◆ Short task:
List each line in the rows below that contains the word "filling". Letter case matters.

◆ Supplied material:
◆ ◆ ◆ ◆ ◆

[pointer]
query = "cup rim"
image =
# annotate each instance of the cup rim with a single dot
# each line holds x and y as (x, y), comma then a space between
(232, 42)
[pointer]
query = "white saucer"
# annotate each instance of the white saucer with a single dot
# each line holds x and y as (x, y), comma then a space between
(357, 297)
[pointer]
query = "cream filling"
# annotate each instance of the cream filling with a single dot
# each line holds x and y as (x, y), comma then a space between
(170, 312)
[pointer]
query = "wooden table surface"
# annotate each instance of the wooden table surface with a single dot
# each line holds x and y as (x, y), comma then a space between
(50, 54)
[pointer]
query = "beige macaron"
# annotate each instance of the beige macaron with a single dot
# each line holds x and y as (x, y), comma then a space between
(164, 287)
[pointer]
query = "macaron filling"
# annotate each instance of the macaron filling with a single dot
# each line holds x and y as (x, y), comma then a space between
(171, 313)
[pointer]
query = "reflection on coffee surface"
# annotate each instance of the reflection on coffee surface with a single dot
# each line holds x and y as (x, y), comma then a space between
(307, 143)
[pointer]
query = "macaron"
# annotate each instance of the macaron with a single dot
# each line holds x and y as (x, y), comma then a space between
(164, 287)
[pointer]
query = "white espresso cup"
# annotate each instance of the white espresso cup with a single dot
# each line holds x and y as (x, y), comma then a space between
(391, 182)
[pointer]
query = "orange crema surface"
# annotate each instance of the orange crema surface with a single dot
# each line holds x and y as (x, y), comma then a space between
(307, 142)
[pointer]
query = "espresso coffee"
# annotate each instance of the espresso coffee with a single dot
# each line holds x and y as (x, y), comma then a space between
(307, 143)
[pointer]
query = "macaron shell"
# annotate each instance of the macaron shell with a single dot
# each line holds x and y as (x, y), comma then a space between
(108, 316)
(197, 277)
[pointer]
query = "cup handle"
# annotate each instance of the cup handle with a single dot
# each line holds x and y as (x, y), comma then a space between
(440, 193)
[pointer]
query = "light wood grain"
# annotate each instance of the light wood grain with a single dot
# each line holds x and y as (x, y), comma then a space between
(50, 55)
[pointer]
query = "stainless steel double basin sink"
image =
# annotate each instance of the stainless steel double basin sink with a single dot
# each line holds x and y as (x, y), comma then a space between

◆ ◆ ◆ ◆ ◆

◆ Final result:
query = "cream filling"
# annotate each instance of the cream filling with a single dot
query = "macaron filling"
# annotate each instance of the macaron filling with a single dot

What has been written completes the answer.